• THE PROBLEM
Which lines among the items below contain the word "white"? Report each such line in full.

begin PROVIDED RECORDS

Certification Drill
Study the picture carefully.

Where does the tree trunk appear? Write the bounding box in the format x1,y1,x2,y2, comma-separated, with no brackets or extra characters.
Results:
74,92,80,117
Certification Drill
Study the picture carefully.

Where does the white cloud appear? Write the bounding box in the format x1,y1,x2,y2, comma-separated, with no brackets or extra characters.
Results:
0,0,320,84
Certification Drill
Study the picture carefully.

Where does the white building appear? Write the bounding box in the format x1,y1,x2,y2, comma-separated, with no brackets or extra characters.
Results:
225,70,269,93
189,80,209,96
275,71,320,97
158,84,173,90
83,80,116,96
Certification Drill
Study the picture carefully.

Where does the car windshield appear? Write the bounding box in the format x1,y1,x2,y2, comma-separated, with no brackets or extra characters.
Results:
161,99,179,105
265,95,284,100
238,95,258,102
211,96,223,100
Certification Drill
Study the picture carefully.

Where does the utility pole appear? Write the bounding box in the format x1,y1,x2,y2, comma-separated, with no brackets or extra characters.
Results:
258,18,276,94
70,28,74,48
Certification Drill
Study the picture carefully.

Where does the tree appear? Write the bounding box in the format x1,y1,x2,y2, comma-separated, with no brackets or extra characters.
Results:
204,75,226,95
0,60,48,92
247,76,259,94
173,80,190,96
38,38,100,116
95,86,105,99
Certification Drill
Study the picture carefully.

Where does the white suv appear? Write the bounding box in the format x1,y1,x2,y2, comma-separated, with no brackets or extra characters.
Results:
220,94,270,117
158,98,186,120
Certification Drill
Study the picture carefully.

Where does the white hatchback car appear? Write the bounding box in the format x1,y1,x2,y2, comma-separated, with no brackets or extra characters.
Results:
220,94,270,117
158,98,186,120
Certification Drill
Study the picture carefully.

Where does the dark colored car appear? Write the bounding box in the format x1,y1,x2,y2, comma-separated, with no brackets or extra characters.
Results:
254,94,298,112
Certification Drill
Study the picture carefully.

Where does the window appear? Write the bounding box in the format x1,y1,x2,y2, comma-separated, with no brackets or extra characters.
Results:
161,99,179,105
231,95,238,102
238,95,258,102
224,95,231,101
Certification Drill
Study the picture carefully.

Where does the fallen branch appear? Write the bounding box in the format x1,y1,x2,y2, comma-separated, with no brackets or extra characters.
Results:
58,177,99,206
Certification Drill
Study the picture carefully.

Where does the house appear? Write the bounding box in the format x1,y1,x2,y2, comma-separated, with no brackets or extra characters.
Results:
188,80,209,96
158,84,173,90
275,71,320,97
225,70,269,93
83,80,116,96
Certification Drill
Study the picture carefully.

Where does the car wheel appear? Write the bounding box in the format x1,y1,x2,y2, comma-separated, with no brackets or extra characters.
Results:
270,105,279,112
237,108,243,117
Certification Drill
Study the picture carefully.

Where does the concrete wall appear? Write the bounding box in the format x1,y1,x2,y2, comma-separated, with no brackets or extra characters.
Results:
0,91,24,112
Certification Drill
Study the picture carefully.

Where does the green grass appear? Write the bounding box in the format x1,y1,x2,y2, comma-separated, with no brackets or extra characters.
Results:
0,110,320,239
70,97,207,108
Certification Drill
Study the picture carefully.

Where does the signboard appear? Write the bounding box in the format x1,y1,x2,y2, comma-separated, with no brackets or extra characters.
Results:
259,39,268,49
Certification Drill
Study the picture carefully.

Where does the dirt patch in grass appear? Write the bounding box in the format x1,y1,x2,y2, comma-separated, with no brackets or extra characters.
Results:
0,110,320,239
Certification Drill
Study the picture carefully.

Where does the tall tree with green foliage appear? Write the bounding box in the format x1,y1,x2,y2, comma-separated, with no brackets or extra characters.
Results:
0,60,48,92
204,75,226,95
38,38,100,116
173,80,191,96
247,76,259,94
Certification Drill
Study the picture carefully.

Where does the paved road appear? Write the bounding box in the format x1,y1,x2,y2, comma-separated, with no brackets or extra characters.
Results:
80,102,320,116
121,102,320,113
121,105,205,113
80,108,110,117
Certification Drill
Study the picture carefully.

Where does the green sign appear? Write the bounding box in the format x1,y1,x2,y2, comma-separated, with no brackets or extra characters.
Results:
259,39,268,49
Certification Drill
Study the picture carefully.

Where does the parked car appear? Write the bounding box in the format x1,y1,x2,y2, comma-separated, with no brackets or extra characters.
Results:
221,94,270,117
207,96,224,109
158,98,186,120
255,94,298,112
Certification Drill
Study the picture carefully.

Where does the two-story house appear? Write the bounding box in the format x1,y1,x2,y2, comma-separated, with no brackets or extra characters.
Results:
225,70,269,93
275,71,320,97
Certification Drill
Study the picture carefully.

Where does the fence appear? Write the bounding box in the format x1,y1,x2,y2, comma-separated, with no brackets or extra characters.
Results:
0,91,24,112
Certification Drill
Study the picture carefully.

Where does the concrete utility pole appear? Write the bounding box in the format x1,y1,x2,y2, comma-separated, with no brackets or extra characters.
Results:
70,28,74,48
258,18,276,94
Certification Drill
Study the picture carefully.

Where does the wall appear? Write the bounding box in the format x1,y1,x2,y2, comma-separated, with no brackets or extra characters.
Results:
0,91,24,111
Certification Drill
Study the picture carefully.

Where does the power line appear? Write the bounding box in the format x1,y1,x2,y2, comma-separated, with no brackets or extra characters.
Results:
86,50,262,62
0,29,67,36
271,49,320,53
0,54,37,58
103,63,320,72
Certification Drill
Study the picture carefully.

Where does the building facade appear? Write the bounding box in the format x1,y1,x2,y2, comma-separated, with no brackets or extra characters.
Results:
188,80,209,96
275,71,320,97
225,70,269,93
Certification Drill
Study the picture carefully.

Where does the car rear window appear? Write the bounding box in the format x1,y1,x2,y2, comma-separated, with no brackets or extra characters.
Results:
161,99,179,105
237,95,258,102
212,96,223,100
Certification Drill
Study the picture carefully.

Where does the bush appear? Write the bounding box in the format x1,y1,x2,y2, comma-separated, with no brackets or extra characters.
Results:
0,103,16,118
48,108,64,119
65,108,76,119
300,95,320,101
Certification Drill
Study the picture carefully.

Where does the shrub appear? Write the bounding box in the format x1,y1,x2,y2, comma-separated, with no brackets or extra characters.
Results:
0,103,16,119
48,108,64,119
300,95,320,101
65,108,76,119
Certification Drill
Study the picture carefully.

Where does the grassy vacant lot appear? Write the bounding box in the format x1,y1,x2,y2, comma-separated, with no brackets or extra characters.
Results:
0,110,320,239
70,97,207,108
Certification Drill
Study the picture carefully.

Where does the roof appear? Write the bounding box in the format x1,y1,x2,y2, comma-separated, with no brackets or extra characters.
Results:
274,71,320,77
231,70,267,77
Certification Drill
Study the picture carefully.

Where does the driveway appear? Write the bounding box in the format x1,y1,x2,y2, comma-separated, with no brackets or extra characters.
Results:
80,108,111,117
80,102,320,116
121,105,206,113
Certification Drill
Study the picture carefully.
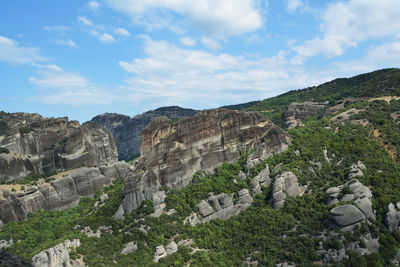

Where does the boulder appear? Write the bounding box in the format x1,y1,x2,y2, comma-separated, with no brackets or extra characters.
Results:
121,241,137,255
32,239,82,267
329,204,366,227
272,171,301,209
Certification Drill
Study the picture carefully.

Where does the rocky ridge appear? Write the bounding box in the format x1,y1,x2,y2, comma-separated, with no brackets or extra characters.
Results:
91,106,197,160
123,109,290,212
0,162,131,223
0,112,117,182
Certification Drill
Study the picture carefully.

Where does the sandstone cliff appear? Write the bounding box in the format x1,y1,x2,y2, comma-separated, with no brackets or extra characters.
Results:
91,106,197,160
0,162,131,223
0,112,117,182
123,109,290,212
283,102,325,129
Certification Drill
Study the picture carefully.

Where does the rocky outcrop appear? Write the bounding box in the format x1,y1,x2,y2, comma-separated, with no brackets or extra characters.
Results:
272,171,302,209
282,102,325,129
153,241,178,262
0,112,117,182
326,179,375,230
0,162,130,223
385,202,400,232
32,239,84,267
123,109,290,212
184,189,253,226
0,249,32,267
91,106,197,160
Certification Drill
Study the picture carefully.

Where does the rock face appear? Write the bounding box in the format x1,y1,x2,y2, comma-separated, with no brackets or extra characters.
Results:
185,189,253,226
32,239,83,267
385,202,400,232
326,179,375,229
91,106,197,160
283,102,325,129
0,112,117,182
123,109,290,212
272,171,302,209
0,250,32,267
0,162,130,223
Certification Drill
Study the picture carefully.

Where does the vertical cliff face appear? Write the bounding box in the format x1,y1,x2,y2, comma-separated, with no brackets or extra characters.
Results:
0,112,117,181
92,106,197,160
124,109,290,212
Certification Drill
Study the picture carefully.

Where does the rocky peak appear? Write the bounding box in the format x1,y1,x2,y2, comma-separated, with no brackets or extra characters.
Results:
91,106,197,160
0,112,117,181
124,109,290,212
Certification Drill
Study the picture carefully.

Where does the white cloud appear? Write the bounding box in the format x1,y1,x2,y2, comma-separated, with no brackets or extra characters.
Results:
43,26,70,32
115,36,326,108
201,36,221,50
99,33,115,43
293,0,400,64
0,35,46,64
286,0,304,13
114,28,131,37
88,1,100,12
52,38,79,48
78,17,93,27
107,0,264,36
180,36,196,46
28,65,115,107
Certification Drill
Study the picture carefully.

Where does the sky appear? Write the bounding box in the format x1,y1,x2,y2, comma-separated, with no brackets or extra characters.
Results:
0,0,400,122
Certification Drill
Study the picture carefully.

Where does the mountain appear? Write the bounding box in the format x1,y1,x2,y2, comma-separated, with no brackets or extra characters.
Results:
0,69,400,266
91,106,197,161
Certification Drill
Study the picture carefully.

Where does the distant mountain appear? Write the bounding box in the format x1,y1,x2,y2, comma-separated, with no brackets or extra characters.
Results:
91,106,197,161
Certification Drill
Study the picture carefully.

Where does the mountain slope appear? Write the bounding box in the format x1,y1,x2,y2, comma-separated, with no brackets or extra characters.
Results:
91,106,197,161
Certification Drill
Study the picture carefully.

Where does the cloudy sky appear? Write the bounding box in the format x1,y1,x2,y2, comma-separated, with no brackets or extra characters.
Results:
0,0,400,122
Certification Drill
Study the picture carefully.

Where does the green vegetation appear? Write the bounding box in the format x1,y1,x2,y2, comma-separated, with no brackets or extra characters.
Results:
0,147,10,154
19,127,35,134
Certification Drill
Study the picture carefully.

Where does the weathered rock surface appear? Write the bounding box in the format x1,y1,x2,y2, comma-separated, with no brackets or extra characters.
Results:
123,109,290,212
272,171,302,209
121,241,137,255
91,106,197,160
0,112,117,181
184,189,253,226
0,249,32,267
32,239,83,267
0,162,130,223
385,202,400,232
283,102,325,129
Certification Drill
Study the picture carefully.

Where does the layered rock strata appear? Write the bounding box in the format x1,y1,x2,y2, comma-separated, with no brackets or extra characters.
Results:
0,112,117,182
91,106,197,160
123,109,290,212
0,162,130,223
32,239,84,267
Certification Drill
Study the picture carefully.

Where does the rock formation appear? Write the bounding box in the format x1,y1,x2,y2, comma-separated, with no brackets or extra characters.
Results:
123,109,290,212
91,106,197,160
272,171,302,209
0,162,130,223
185,189,253,226
283,102,325,129
0,112,117,182
32,239,84,267
385,202,400,232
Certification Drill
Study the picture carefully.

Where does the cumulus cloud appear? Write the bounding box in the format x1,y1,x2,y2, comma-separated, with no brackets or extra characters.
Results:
293,0,400,64
180,36,196,46
115,36,325,108
0,35,46,65
107,0,264,36
28,65,115,107
88,1,100,12
52,38,79,48
114,28,131,37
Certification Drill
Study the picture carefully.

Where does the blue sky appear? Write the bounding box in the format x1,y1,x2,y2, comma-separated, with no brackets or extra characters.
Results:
0,0,400,122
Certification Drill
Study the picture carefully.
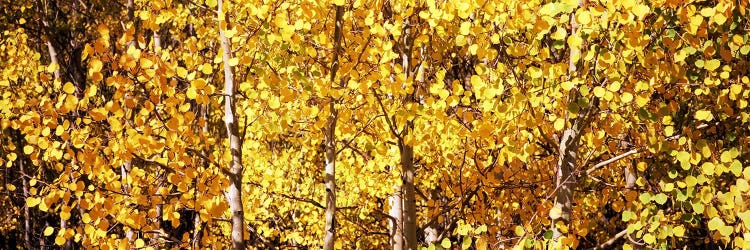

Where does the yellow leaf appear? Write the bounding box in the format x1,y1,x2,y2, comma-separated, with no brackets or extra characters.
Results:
695,110,714,121
594,86,607,98
701,8,716,17
633,4,651,19
560,81,574,91
440,238,451,249
568,35,583,48
176,67,187,78
135,239,145,248
47,63,60,73
55,235,66,246
229,57,240,67
26,197,42,207
576,11,591,25
672,225,685,237
268,96,281,109
704,59,721,71
63,82,76,94
89,59,104,73
620,92,633,103
167,117,180,130
550,27,568,40
186,87,198,100
528,66,542,79
549,207,562,220
459,21,471,36
711,13,727,25
554,118,565,131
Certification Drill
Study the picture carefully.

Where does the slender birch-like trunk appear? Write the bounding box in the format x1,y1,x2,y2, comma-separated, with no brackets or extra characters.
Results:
217,0,245,249
551,0,592,246
323,6,344,250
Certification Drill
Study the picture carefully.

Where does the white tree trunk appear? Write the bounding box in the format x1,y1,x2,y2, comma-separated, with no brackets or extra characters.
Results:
217,0,245,249
323,6,344,250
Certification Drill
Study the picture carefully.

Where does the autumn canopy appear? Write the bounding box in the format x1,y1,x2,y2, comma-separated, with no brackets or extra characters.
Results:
0,0,750,250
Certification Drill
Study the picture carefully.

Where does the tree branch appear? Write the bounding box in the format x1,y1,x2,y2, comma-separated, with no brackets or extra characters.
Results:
586,149,638,175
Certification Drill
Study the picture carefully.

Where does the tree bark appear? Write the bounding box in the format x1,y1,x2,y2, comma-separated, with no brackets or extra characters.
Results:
323,3,344,250
217,0,245,249
388,188,404,250
16,133,32,249
551,0,591,247
399,18,417,250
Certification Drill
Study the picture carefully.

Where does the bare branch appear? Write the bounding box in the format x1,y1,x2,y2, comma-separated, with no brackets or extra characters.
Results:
586,149,638,175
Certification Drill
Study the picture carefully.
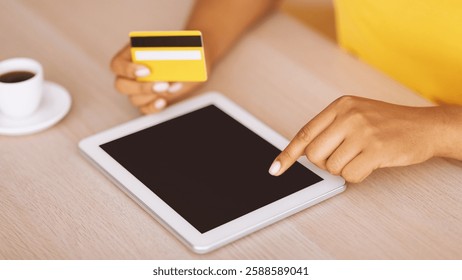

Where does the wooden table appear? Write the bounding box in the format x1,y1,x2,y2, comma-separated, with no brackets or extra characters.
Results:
0,0,462,259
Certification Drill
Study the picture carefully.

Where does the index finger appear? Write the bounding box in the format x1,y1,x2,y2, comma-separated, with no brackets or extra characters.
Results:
269,107,335,176
111,45,150,79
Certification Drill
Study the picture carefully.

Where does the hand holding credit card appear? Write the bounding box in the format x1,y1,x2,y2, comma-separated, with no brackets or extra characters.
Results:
130,30,207,82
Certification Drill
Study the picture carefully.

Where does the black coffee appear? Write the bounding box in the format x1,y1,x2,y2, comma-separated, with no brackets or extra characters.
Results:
0,71,35,83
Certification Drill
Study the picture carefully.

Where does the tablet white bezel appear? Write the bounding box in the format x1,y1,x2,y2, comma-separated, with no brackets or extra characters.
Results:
79,92,345,253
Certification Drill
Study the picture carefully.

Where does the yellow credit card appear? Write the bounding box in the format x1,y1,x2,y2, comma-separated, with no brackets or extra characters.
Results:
130,30,207,82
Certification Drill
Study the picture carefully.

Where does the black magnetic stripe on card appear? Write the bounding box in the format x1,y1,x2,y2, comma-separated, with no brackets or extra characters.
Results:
130,36,202,48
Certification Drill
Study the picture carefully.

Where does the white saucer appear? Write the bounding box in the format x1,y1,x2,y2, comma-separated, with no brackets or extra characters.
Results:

end PROVIDED RECORDS

• FULL SOLUTION
Where does the white cloud appear? Write the bounding box in the format x1,y1,x2,y2, comma-separated, with no brackets or extra characters.
Where does the white building appear? Write the bounding box in the format x1,y1,x2,y2, comma-separated, with no brackets or extra characters.
Where does the white suv appear? Write the bounding box in the format x1,y1,x2,y2, comma-separated, with no brackets or extra characters.
Where does the white hatchback car appear? Write the bounding box in the format x1,y1,x2,y2, comma-separated, with no brackets or extra characters.
Where does the white cloud appear? Write the bounding box in the format x1,y1,x2,y2, comma-separated, with no brackets or extra characters.
Where does the white tree trunk appear? Write the bounding box in the format x1,y1,x2,y2, comma-separated, with no brackets or extra characters.
Where does the tablet white bezel appear? Write the bounding box in the format x1,y1,x2,y2, comma-separated, with no brackets or extra characters.
Where does the white saucer appear? Write the bounding box in the format x1,y1,x2,y2, comma-separated, with no brackets or extra characters.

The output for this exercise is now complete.